**Given request**
Change every "Report" in the items below to "Give" and keep everything else the same. Leave the pictures out of your answer.

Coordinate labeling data
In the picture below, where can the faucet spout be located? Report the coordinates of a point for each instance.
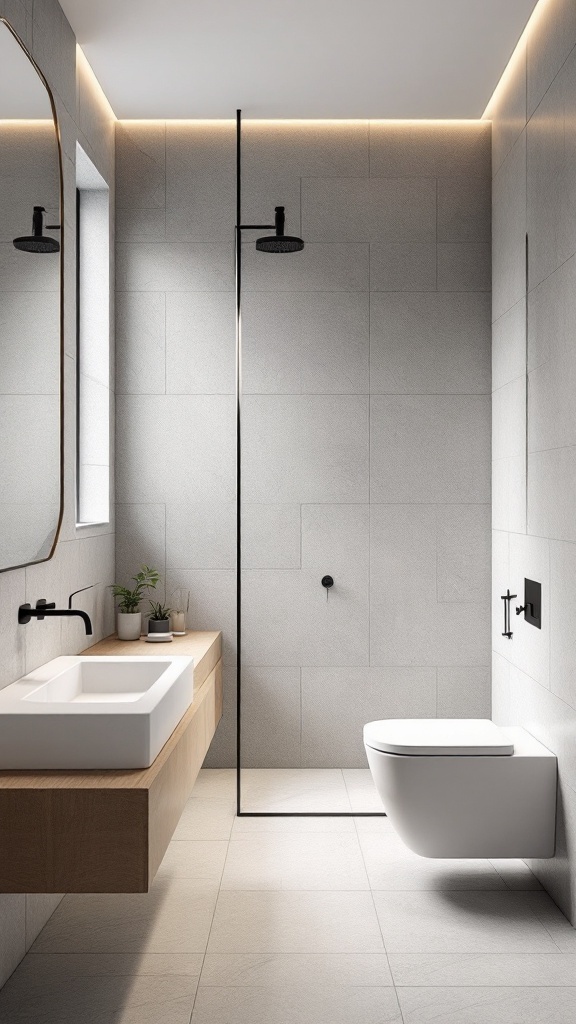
(45, 610)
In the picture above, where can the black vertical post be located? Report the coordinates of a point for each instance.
(238, 456)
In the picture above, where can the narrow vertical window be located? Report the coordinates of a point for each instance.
(92, 269)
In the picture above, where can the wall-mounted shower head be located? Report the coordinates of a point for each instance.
(38, 242)
(279, 243)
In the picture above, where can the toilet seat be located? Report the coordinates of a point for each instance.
(438, 736)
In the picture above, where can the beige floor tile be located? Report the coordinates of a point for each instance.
(247, 826)
(173, 918)
(315, 1005)
(215, 783)
(275, 971)
(487, 969)
(376, 823)
(461, 922)
(294, 790)
(265, 860)
(198, 859)
(487, 1006)
(517, 875)
(362, 792)
(205, 820)
(295, 922)
(392, 865)
(42, 997)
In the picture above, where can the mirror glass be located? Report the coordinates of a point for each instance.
(30, 311)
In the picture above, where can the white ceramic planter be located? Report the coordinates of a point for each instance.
(129, 625)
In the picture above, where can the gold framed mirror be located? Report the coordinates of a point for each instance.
(31, 310)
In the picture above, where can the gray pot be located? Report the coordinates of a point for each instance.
(158, 626)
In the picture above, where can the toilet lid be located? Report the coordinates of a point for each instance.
(438, 735)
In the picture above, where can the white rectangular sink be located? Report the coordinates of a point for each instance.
(93, 713)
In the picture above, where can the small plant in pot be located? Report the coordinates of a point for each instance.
(129, 620)
(159, 621)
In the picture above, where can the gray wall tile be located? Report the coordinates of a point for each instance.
(508, 230)
(429, 449)
(463, 209)
(200, 343)
(429, 148)
(429, 343)
(305, 449)
(201, 535)
(271, 536)
(174, 266)
(140, 370)
(271, 696)
(406, 266)
(333, 267)
(369, 209)
(463, 692)
(508, 345)
(548, 48)
(315, 344)
(331, 739)
(464, 266)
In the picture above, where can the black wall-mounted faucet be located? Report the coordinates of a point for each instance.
(45, 610)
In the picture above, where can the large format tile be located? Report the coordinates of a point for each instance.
(315, 861)
(319, 267)
(305, 449)
(271, 536)
(508, 345)
(484, 1006)
(461, 922)
(274, 971)
(64, 990)
(174, 266)
(314, 1005)
(152, 436)
(429, 448)
(392, 210)
(332, 730)
(487, 969)
(463, 692)
(279, 605)
(200, 343)
(295, 922)
(463, 208)
(271, 717)
(295, 791)
(317, 344)
(200, 169)
(140, 343)
(173, 918)
(409, 625)
(508, 230)
(429, 343)
(429, 147)
(392, 865)
(408, 266)
(548, 46)
(551, 364)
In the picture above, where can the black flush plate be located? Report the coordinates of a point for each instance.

**Answer below**
In the picture below, where can the faucet spout be located? Give the coordinates of a point for each instance.
(45, 610)
In the picture above, where can the black vertical post be located? Give the coordinates of a point for each instance.
(238, 456)
In the picture above, where can the narrow vertical window be located? Give the coordinates of a point for each instance.
(92, 269)
In the picture above, where can the wall-mounted shower head be located? Give the coordinates of a point for each instance.
(38, 242)
(279, 243)
In the picture above, where can the toilet seat be located? Give the coordinates of a point for each instance.
(438, 736)
In the picture above, where can the beige floor tile be located? Give the coordinates of a point for each instance.
(247, 826)
(173, 918)
(315, 1005)
(215, 783)
(275, 971)
(487, 969)
(376, 823)
(461, 922)
(294, 790)
(265, 860)
(198, 859)
(487, 1006)
(517, 875)
(362, 792)
(205, 820)
(295, 922)
(392, 865)
(42, 997)
In the picture above, where can the mirror glass be located? Give the coordinates of a point for each instance.
(30, 311)
In the picture above, where can the white ceramic planter be located? Give the coordinates of a point for each instance.
(129, 625)
In the picture above, where can the gold framed mirror be located? Give the coordinates of a point for each instance.
(31, 310)
In the picture above, where can the gray pot be located? Give the coordinates of a point for each instance.
(158, 626)
In the picture above, where can the toilet lid be located? Give the coordinates of a point for each instance.
(438, 735)
In the picture above, where can the white rectangular sink be located? Give the coordinates of a point for each instance.
(93, 713)
In the picture above, where can the small plant in pot be located? Give the coordinates of a point for each instance.
(129, 620)
(159, 621)
In the picture above, where can the gray wall tile be located? Give the coordinates of a point for each instance.
(508, 230)
(429, 449)
(463, 209)
(200, 343)
(429, 148)
(429, 343)
(305, 449)
(201, 535)
(271, 536)
(174, 266)
(140, 370)
(271, 696)
(406, 266)
(333, 267)
(369, 209)
(463, 692)
(508, 345)
(548, 48)
(315, 344)
(331, 739)
(464, 266)
In the picture above, where can the black wall-mounted faucet be located? Give the coordinates of a point for each instance.
(45, 610)
In the picture above, where can the large format tile be located? Give the coordinates of a point for each instance.
(315, 861)
(319, 267)
(305, 449)
(271, 536)
(508, 345)
(484, 1006)
(461, 922)
(274, 971)
(64, 990)
(174, 266)
(314, 1005)
(152, 436)
(429, 448)
(392, 210)
(332, 730)
(487, 969)
(463, 692)
(279, 605)
(200, 343)
(295, 922)
(463, 208)
(271, 717)
(295, 791)
(317, 344)
(200, 169)
(140, 343)
(173, 918)
(409, 625)
(508, 230)
(429, 343)
(429, 147)
(392, 865)
(408, 266)
(548, 46)
(551, 364)
In the picture above, where can the black flush plate be located? Give the coordinates of a point for each instance.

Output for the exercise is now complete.